• _Reading passage_:
——
It was a cauliflower, frittata, and we both love anything cauliflower, including this dish. Apparently not everyone shares our enthusiasm, because, in his description of this primi, which I used as my rough guide, Kyle Phillips tells us that the great Italian cookbook author Pellegrino Artusi definitely did not think much of the vegetable, writing in an introduction to his nineteenth-century recipe, “You will need to know the quantities if you are to make a good frittata with a vegetable as insipid as this.”
——
• _Data shown_:
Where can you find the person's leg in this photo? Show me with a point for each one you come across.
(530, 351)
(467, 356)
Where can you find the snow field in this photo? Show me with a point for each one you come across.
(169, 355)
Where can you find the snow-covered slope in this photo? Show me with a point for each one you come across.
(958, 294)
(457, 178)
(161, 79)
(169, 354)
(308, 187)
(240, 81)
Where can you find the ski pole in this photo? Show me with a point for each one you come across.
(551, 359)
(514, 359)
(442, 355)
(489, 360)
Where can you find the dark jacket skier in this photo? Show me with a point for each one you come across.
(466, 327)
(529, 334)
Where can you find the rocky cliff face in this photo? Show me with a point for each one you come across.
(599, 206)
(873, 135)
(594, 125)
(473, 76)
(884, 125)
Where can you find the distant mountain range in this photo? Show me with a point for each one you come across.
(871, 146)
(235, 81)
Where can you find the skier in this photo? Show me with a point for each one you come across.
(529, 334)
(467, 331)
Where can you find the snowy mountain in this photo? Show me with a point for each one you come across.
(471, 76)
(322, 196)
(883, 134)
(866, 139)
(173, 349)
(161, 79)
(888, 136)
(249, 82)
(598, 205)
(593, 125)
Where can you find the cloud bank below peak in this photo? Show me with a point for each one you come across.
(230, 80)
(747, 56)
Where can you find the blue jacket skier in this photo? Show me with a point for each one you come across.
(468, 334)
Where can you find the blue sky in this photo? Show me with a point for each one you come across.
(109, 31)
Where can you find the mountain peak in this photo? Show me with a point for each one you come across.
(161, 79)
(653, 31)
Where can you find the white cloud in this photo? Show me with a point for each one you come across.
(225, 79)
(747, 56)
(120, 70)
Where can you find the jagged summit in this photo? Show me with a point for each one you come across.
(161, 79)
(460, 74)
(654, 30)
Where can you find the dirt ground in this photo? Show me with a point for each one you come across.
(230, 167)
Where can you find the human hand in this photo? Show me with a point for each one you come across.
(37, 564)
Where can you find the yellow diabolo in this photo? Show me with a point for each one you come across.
——
In the passage about the cauliflower frittata, which Italian cookbook author called cauliflower insipid?

Pellegrino Artusi